***** DATA LINES
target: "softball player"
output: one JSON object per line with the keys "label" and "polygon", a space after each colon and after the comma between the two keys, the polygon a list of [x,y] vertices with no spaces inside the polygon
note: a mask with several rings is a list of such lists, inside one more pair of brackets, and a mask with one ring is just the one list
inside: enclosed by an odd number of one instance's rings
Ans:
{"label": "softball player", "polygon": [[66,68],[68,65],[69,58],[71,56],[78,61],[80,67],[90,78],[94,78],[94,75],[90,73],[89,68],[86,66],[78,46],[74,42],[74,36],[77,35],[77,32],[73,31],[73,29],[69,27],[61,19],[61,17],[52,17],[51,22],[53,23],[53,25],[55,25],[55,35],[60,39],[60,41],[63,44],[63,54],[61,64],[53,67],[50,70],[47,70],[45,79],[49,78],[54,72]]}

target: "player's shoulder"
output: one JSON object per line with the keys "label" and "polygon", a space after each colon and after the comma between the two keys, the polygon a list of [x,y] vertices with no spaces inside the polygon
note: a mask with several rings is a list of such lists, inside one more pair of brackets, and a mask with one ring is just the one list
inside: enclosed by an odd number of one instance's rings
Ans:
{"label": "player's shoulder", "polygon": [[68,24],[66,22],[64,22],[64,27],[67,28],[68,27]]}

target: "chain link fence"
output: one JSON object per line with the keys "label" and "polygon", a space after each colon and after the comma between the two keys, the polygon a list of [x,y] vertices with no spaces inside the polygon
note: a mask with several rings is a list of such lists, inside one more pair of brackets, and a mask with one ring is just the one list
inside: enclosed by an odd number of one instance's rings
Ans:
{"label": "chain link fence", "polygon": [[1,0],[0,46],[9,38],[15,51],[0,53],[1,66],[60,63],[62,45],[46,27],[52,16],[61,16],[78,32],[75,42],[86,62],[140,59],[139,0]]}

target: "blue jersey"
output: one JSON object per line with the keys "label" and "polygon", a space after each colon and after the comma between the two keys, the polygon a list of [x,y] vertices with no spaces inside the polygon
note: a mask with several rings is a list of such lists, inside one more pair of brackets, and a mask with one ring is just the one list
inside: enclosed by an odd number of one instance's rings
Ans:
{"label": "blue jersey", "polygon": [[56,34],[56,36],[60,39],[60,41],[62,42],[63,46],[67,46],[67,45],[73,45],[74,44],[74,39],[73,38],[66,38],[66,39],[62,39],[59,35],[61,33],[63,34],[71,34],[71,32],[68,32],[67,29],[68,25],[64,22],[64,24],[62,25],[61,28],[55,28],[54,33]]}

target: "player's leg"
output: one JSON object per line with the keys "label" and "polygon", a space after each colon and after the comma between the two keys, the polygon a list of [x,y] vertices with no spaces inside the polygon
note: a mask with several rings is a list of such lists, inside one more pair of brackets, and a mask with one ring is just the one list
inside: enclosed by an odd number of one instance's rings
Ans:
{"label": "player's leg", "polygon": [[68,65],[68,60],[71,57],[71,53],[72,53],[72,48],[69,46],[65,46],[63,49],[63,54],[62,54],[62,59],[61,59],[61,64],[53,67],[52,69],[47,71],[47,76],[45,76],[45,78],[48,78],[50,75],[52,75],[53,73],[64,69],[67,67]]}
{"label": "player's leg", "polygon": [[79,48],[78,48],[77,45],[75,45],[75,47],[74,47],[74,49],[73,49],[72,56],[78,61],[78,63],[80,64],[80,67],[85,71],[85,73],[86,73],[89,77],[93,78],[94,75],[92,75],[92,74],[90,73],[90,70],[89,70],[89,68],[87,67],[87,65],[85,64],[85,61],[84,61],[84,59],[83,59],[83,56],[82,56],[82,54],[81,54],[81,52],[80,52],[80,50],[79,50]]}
**********
***** DATA LINES
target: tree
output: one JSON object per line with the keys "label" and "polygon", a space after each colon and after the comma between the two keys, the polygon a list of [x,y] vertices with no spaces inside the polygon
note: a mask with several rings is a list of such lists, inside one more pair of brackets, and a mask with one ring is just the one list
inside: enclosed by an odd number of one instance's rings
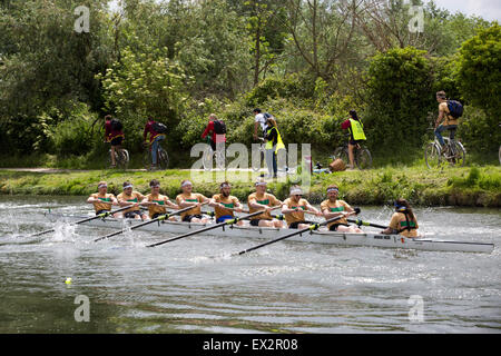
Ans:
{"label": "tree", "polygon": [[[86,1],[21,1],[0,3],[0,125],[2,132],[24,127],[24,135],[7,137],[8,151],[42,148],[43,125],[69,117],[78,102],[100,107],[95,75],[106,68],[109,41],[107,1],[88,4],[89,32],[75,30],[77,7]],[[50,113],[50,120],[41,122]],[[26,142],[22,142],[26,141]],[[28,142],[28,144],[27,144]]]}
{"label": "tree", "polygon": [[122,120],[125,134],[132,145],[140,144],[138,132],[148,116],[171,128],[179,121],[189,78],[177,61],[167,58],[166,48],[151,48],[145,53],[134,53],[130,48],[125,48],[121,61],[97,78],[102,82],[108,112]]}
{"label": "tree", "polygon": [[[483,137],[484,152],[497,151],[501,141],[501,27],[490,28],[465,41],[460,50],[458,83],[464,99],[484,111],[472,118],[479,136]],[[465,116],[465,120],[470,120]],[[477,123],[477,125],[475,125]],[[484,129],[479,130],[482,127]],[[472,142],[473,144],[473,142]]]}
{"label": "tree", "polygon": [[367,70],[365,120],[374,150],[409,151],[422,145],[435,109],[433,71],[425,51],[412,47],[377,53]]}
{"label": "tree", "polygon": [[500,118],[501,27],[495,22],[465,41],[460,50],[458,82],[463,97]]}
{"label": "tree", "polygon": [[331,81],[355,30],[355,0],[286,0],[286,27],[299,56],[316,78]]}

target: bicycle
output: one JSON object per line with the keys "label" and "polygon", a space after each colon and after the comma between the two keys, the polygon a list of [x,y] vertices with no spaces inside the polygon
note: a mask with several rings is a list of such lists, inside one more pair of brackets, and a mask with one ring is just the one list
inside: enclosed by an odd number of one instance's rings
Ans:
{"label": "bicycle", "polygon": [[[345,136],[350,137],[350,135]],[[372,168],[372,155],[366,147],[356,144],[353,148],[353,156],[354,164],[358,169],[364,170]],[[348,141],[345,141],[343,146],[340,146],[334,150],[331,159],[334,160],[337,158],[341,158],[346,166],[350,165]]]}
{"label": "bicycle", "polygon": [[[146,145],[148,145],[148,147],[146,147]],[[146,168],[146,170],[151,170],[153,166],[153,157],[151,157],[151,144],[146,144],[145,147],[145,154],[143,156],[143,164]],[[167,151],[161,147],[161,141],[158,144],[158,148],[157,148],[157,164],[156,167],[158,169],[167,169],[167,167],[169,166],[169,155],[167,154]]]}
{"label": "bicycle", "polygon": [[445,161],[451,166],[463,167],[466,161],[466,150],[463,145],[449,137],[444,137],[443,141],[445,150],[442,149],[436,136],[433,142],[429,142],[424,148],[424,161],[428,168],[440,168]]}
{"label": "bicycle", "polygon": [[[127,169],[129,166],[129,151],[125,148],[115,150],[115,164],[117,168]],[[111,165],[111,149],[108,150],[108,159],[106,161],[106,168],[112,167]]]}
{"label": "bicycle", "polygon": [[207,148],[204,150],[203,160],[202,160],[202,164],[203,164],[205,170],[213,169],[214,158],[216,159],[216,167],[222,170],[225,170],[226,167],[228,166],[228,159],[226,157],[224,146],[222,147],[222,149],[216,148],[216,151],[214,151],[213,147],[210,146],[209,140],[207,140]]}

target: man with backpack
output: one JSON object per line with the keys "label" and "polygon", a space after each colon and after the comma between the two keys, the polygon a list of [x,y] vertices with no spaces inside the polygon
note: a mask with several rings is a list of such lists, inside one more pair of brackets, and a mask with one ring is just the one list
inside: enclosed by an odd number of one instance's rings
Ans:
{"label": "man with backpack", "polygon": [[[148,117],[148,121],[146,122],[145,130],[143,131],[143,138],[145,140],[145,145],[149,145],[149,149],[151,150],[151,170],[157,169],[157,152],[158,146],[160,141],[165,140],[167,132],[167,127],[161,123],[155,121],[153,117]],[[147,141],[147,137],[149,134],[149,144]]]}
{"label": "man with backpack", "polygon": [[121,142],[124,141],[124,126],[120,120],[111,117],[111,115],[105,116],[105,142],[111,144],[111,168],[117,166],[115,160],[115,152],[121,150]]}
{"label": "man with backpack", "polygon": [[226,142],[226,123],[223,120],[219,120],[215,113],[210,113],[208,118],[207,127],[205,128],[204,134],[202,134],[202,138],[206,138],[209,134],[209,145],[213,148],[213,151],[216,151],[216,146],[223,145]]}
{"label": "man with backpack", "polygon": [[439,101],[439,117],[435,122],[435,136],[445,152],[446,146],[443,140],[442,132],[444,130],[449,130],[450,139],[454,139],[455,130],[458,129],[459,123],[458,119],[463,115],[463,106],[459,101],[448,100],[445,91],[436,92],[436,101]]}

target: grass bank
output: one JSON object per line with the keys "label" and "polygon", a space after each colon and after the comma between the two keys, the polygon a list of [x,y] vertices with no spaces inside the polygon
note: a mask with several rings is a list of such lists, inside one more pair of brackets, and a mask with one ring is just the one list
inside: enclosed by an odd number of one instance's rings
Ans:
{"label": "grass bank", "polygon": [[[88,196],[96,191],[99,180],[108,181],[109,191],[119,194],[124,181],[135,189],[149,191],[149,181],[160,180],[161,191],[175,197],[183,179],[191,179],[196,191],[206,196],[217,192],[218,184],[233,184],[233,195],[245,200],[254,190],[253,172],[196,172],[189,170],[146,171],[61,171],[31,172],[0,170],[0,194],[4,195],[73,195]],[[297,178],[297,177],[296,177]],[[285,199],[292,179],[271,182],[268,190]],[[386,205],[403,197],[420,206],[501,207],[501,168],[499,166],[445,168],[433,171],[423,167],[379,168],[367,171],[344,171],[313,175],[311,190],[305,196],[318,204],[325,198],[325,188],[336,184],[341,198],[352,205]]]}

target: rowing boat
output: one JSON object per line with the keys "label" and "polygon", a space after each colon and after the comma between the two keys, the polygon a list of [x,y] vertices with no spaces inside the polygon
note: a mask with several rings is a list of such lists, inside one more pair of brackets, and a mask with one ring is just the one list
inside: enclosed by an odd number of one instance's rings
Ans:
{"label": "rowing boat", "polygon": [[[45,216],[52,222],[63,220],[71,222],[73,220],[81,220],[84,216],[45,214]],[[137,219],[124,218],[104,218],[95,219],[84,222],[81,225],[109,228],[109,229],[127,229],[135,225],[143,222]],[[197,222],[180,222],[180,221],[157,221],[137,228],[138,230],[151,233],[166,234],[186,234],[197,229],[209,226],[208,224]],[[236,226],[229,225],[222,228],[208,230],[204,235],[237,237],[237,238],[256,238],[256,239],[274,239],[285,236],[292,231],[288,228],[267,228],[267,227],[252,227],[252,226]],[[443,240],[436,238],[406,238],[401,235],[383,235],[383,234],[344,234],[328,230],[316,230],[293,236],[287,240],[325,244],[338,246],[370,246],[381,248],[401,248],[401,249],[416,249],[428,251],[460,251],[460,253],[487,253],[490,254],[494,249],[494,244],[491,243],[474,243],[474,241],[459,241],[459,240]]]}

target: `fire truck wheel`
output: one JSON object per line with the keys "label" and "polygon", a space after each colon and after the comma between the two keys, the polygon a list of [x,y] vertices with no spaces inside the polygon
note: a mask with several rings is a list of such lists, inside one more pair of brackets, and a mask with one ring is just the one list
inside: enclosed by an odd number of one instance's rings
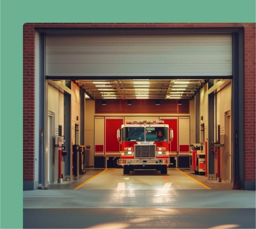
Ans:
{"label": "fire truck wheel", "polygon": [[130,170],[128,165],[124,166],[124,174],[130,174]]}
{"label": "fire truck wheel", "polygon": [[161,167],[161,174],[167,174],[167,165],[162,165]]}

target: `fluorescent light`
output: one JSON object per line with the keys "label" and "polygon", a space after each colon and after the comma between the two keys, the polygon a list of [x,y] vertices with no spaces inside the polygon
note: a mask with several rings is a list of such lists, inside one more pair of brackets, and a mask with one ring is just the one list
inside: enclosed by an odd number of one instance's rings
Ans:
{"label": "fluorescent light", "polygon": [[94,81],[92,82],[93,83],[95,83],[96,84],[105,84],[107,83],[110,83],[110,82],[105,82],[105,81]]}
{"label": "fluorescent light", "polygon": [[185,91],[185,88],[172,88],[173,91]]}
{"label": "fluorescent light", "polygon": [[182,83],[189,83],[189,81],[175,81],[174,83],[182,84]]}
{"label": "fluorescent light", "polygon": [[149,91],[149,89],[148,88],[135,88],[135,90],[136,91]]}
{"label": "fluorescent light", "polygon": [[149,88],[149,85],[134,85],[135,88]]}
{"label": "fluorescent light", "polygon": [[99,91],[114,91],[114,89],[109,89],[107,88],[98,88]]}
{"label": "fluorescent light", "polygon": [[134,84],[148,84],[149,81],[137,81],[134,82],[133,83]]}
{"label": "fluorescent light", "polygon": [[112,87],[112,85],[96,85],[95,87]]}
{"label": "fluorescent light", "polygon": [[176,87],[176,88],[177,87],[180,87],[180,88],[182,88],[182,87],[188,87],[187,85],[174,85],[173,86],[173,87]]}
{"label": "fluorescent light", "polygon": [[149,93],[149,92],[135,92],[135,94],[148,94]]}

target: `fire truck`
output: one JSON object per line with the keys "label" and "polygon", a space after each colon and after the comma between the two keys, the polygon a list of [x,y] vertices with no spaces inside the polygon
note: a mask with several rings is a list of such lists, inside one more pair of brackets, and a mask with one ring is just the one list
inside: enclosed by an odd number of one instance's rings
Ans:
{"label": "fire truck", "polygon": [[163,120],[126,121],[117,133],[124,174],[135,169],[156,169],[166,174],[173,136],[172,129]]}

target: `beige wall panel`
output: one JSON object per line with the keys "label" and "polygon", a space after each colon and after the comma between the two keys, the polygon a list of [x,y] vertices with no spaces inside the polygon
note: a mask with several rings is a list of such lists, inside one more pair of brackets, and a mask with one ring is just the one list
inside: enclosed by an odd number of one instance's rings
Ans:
**********
**AIM**
List each line of the items above that contains the string "fire". Case counts.

**EXPECTED OUTPUT**
target: `fire truck wheel`
{"label": "fire truck wheel", "polygon": [[130,170],[128,165],[124,166],[124,174],[130,174]]}
{"label": "fire truck wheel", "polygon": [[161,167],[161,174],[167,174],[167,165],[162,165]]}
target: `fire truck`
{"label": "fire truck", "polygon": [[163,120],[126,121],[117,133],[124,174],[135,169],[156,169],[166,174],[173,136],[172,129]]}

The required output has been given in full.